Just what happens to the ~= operator anyway? Right now, it appends data inline.

My vote would be to make "a~=b" do the same as "a=a~b" (with types "T[] a" and "T[] b" or "T b"). T[new]'s ~= would still append inline.
August 09, 2009
Stewart Gordon wrote:
> Walter Bright wrote:
> <snip>
>> Under the hood, a T[new] will be a single pointer to a library defined type. This library defined type will likely contain three properties:
>>
>>     size_t length;
>>     T* ptr;
>>     size_t capacity;
>>
>> The usual array operations will work on T[new] as well as T[].
> <snip>
> 
> Would new T[10] allocate this structure and the array data on a single GC block, or on two separate blocks?

That's up to the implementation.

> And when the array is reallocated, will the structure move with it?

No, that would defeat the whole purpose of making T[new] a reference type. With it being a reference type:

T[new] a = ...;
T[new] b = a;

a.length = ...
... b.length changes too ...


> I suppose it depends on whether you want T[new] to be
> (a) something whereby all references persist as the array is reallocated (b) merely a reference to an allocated array as opposed to an array slice
> 
> If (a), this is currently achievable with a T[]*.
> 
> If (b), what might work well is a structure like
> 
>     size_t length;
>     size_t capacity;
>     T[capacity] data;
> 
> meaning still only one allocation and only one level of indirection when one is used.  And the T[new] variable itself would simply hold &data[0].
> 
> Moreover, would whatever happens solve such const/invariant holes as bug 2093?

I believe it does.

> 
> Stewart.

- _Source excerpt_:

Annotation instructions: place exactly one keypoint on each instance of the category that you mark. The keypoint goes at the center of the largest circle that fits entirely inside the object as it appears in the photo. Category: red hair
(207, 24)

- _Tasks to perform_:
**A.** In the thread about T[new], what does the ~= operator currently do?
**B.** Return the part of the thread about T[new] that begins at the words "That's up to" and ends after "a.length = ...".

- _Results for the exercise_:
**A.** It appends data inline.

**B.**
That's up to the implementation.

> And when the array is reallocated, will the structure move with it?

No, that would defeat the whole purpose of making T[new] a reference type. With it being a reference type:

T[new] a = ...;
T[new] b = a;

a.length = ...